Stated goal: Pick out every line below that contains the word "blurred", and copy each one in full.

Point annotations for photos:
★ ★ ★ ★
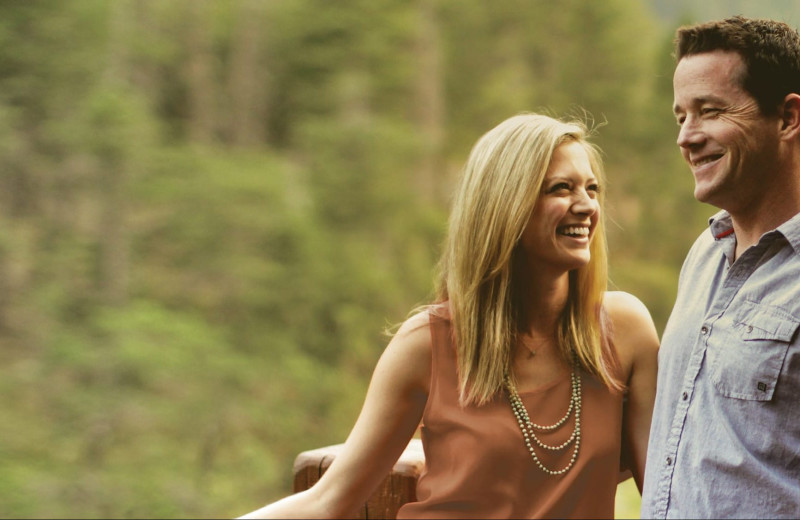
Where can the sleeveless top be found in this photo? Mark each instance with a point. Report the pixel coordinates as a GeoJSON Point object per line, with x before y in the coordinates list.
{"type": "Point", "coordinates": [477, 465]}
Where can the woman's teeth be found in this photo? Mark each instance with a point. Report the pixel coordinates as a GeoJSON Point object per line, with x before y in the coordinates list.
{"type": "Point", "coordinates": [575, 231]}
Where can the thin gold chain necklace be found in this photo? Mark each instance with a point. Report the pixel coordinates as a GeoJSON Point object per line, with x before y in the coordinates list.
{"type": "Point", "coordinates": [529, 428]}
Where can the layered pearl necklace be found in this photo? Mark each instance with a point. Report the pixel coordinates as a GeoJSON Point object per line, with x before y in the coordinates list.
{"type": "Point", "coordinates": [529, 428]}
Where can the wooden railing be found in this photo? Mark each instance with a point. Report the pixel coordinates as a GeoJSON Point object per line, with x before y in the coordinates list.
{"type": "Point", "coordinates": [399, 487]}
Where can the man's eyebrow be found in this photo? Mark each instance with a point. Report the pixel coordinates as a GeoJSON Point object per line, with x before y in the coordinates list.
{"type": "Point", "coordinates": [676, 108]}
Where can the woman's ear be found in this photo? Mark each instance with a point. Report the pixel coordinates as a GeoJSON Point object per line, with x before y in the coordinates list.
{"type": "Point", "coordinates": [790, 116]}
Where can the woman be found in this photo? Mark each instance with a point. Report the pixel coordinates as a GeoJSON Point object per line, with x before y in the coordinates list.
{"type": "Point", "coordinates": [531, 381]}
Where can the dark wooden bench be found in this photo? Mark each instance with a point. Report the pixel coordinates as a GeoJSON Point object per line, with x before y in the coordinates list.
{"type": "Point", "coordinates": [399, 487]}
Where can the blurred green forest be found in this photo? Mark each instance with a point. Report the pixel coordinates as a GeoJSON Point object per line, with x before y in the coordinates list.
{"type": "Point", "coordinates": [211, 209]}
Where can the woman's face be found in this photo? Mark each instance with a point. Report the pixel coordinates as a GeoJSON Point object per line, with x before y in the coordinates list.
{"type": "Point", "coordinates": [564, 219]}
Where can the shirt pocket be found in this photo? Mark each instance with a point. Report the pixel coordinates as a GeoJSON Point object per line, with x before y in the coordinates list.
{"type": "Point", "coordinates": [748, 364]}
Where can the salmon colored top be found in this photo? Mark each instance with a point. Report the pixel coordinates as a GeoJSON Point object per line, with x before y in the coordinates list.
{"type": "Point", "coordinates": [477, 466]}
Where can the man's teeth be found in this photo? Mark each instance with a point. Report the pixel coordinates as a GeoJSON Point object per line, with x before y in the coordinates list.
{"type": "Point", "coordinates": [706, 160]}
{"type": "Point", "coordinates": [575, 231]}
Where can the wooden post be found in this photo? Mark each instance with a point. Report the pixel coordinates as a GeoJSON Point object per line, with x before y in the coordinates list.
{"type": "Point", "coordinates": [399, 487]}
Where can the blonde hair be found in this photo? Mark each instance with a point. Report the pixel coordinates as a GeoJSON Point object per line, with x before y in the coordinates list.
{"type": "Point", "coordinates": [496, 195]}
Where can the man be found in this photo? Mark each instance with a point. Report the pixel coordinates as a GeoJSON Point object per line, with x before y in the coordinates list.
{"type": "Point", "coordinates": [725, 437]}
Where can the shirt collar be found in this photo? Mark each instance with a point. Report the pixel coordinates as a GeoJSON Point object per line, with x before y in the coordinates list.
{"type": "Point", "coordinates": [721, 226]}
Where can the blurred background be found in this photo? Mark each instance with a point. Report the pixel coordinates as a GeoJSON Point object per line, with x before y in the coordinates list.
{"type": "Point", "coordinates": [211, 209]}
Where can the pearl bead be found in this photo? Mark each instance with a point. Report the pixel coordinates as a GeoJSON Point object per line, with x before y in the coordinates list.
{"type": "Point", "coordinates": [529, 428]}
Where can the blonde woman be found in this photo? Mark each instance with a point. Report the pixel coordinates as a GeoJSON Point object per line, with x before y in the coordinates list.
{"type": "Point", "coordinates": [533, 384]}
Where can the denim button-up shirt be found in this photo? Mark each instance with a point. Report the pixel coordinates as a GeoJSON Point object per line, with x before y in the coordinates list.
{"type": "Point", "coordinates": [725, 437]}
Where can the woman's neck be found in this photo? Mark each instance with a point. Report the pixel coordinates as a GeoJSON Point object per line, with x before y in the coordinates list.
{"type": "Point", "coordinates": [543, 300]}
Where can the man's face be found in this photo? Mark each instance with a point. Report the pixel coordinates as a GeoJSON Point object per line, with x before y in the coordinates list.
{"type": "Point", "coordinates": [728, 143]}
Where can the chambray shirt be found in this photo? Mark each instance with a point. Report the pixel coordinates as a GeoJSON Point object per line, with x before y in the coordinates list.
{"type": "Point", "coordinates": [725, 437]}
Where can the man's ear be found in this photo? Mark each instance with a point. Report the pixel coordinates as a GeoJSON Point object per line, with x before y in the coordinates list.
{"type": "Point", "coordinates": [790, 116]}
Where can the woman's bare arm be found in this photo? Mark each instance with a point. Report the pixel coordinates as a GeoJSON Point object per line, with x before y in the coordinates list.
{"type": "Point", "coordinates": [391, 413]}
{"type": "Point", "coordinates": [637, 344]}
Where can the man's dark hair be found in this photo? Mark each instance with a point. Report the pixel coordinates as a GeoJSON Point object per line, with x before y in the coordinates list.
{"type": "Point", "coordinates": [770, 51]}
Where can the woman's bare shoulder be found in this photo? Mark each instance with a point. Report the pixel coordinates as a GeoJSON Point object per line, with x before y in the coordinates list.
{"type": "Point", "coordinates": [634, 332]}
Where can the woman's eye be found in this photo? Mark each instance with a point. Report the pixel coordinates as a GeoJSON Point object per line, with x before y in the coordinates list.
{"type": "Point", "coordinates": [558, 187]}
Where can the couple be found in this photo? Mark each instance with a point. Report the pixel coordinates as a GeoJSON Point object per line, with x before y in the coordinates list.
{"type": "Point", "coordinates": [532, 382]}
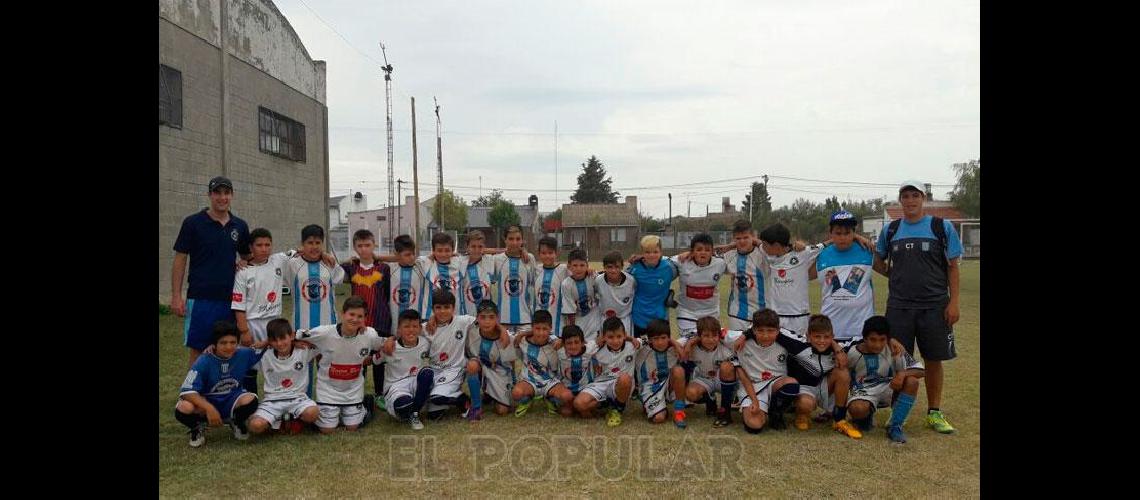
★ ★ ★ ★
Solution:
Where can the blurred green forest be found in this photo? Mark each instance with a point. Report the pixel coordinates as a GeoJSON Point object per line, with x before y in the coordinates list.
Where can the blurred background be found in this photo? Mark each instance with a point. Report the pixel coordinates as a GeoJSON Point object per line, with x before y in the coordinates list.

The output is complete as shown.